→ **Passage shown**
════════════════════
Friday, December 30, 2016

Making Better Museum Video with YouTube Data

I presented evaluation methods for YouTube as a part of a collaborative panel presented by the Media Production and Branding Special Interest Group and the Data & Insights Special Interest Group at MCN 2016 in New Orleans. The panel featured evaluation methods research by Trilce Navarrete and Elena Villaespesa, and a case study of SFMOMA video strategies by Emily Robbins. I am finally posting an unpacking of my portion of the presentation and outline some of the next steps for my YouTube video research that was inspired by a presentation by Emily at Museums and the Web 2015.

The tool

I can't take credit for this brilliant tool created by Digital Methods, but it is an awesome resource and organization. They have a collection of wonderful tools, the one I am using is the YouTube data scraper:
Screenshot of digital methods interface.

https://tools.digitalmethods.net/netvizz/youtube/mod_videos_list.php

Using the channel id approach I can scrape the full list of every publicly posted video on a single channel. Then I use chrome developer tools to grab the channel id from the code side by selecting the channel name and locating the  "data-ytid" field. Below is a screenshot that shows this.

YouTube screenshot demonstrating where to place developer tool to get channel ID code.Screenshot of developer tools window showing the field highlighted.


So what channels do I pull data from? In other words, who do I benchmark against? I look at institutions I consider peers to my own. So not only a similar range of content being presented but also a similar budget. In addition to contemporary art museums of a similar size I like to also include what I call aspirational channels. For me this is the Louisiana Channel whose rate of production is beyond anything we could reasonably take on at the MCA, but I love their productions and their channel's high performance reflects that quality.

The data

Once the data is scraped I pulled it into Tableau taking the entire data set by video title and pulling that into the graph and looking at measurable elements such as Duration versus view count with the channel titles sorted by color so that I could identify the densities. Hooray for data visualization!
════════════════════
→ **What the task asks**
In the post on museum video and YouTube data, which channel is named as an aspirational channel?

→ **Excerpts of pointing data**
════════════════════
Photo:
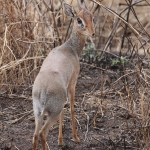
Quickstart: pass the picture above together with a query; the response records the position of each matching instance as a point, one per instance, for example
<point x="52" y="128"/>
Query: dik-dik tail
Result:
<point x="58" y="76"/>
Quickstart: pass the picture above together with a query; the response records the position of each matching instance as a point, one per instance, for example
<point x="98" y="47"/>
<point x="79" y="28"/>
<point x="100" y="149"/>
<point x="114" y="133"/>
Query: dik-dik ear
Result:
<point x="69" y="10"/>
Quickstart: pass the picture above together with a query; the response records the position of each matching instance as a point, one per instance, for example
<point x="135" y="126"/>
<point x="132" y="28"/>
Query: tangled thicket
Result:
<point x="30" y="29"/>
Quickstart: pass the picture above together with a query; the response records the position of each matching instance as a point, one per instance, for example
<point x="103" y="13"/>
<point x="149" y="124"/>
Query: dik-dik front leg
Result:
<point x="71" y="91"/>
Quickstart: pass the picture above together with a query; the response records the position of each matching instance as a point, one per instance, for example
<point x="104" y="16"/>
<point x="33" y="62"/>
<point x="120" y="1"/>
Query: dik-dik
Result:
<point x="58" y="76"/>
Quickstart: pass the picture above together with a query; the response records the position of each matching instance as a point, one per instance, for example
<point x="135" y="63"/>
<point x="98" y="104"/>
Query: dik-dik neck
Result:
<point x="76" y="41"/>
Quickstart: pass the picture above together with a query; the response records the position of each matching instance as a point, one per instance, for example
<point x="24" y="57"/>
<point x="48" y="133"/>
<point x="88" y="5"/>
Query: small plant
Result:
<point x="118" y="61"/>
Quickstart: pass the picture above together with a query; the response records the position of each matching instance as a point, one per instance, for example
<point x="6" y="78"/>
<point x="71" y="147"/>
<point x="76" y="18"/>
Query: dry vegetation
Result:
<point x="29" y="29"/>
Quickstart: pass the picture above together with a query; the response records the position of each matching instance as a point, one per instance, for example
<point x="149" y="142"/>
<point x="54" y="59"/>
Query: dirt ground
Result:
<point x="99" y="128"/>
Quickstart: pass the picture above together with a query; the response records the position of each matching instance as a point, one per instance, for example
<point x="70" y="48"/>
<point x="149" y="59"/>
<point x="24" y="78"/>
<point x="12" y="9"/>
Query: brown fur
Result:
<point x="57" y="79"/>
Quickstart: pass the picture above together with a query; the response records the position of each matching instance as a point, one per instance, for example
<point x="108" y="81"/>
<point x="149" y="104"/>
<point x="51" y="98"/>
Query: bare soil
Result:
<point x="99" y="128"/>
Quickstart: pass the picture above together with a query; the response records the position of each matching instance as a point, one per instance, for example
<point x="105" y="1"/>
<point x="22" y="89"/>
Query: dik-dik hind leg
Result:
<point x="51" y="120"/>
<point x="38" y="125"/>
<point x="60" y="139"/>
<point x="71" y="91"/>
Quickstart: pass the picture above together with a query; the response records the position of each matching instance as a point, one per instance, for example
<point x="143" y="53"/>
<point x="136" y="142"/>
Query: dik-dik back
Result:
<point x="57" y="77"/>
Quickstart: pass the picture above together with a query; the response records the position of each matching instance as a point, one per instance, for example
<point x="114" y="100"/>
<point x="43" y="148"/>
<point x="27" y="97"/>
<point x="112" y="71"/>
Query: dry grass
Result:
<point x="122" y="34"/>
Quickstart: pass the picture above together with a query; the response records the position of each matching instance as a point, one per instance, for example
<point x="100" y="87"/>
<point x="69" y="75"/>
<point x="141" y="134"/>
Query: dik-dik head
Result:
<point x="83" y="20"/>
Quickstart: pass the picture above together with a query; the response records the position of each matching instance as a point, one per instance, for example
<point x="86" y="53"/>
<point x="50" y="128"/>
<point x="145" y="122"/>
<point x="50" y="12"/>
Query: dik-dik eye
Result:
════════════════════
→ **Full solution**
The Louisiana Channel.